* BEGIN Page *
# What will your last coffee of 2010 be?



## Glenn (Jun 14, 2008)

What will your last coffee of 2010 be?

Mine will be a syphon of Panama Emporium Estate from Union Roasted

I'll be waking up to a Jamaican Blue Mountain from CoffeeBeanShop


----------



## Eyedee (Sep 13, 2010)

Blakes, Blakes and more Blakes, find what you like and stick with it.


----------



## RolandG (Jul 25, 2010)

Haha, not planning that far ahead







Might warm up the Gaggia and try the HasBean Christmas Espresso blend... will let you know.


----------



## Greenpotterer (Nov 29, 2009)

Putting the Kettle on for some Jabberwocky in the Chemex very shortly

Don't think I'll get back in time for one later

Gaz


----------



## RolandG (Jul 25, 2010)

I had some Jabberwocky in the Gaggia, but swapped over to try the Hasbean Christmas Espresso blend for my final coffees of 2010


----------



## DonRJ (Apr 3, 2010)

Well I slummed it and had some M & S Italian Espresso beans received from the mother in law, which I have to say were a cut above the usual supermarket beans. That was this morning whilst resting gently as one does after the night before.


----------
* END Page *
* BEGIN Collected material *
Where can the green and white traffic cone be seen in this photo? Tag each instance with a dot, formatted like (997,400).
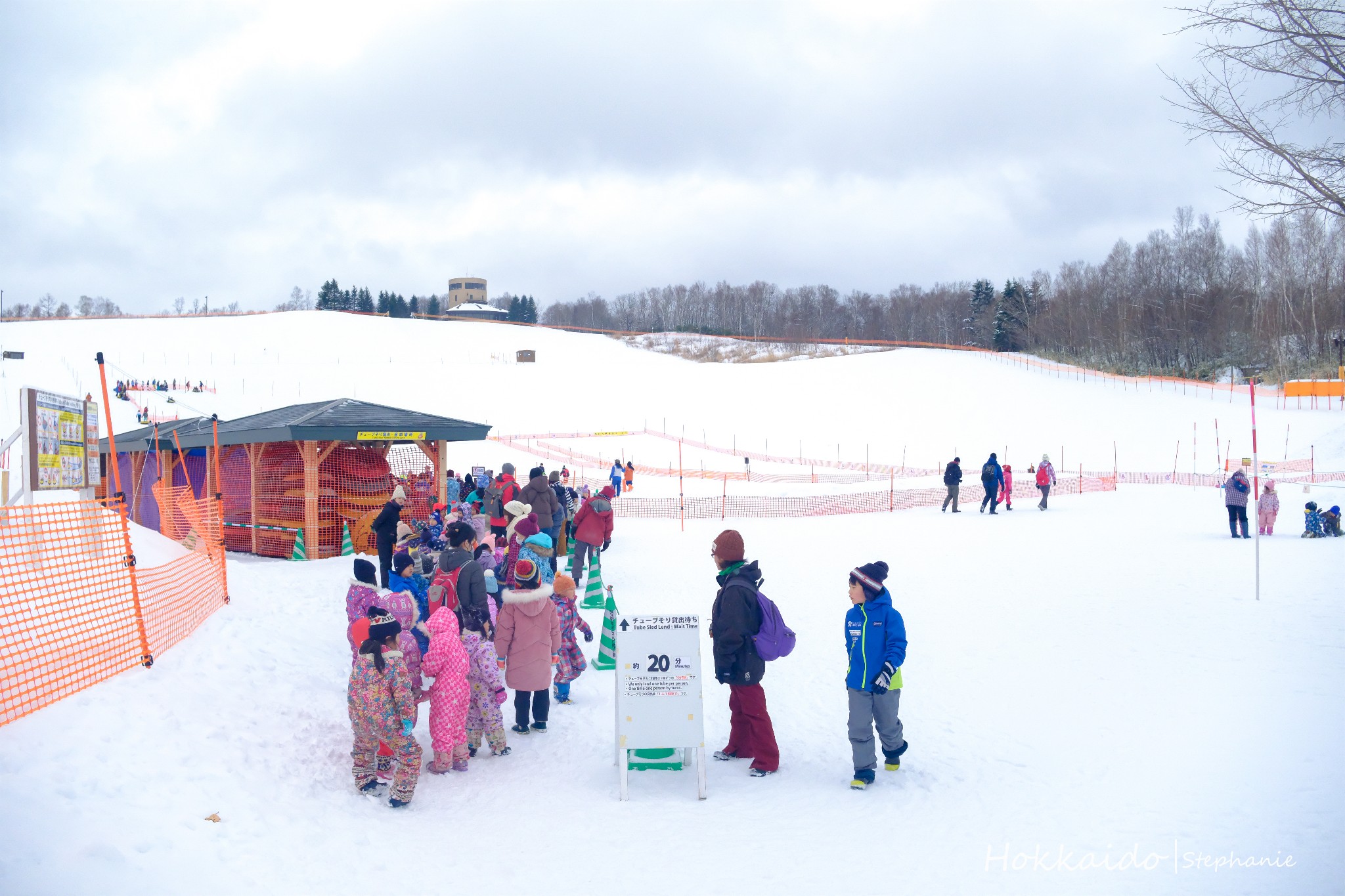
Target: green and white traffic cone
(594,587)
(607,643)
* END Collected material *
In the coffee thread, what did RolandG switch to for the final coffees of 2010 after having some Jabberwocky in the Gaggia? The listing plays no part in this task.

Solution to this task :: The Hasbean Christmas Espresso blend.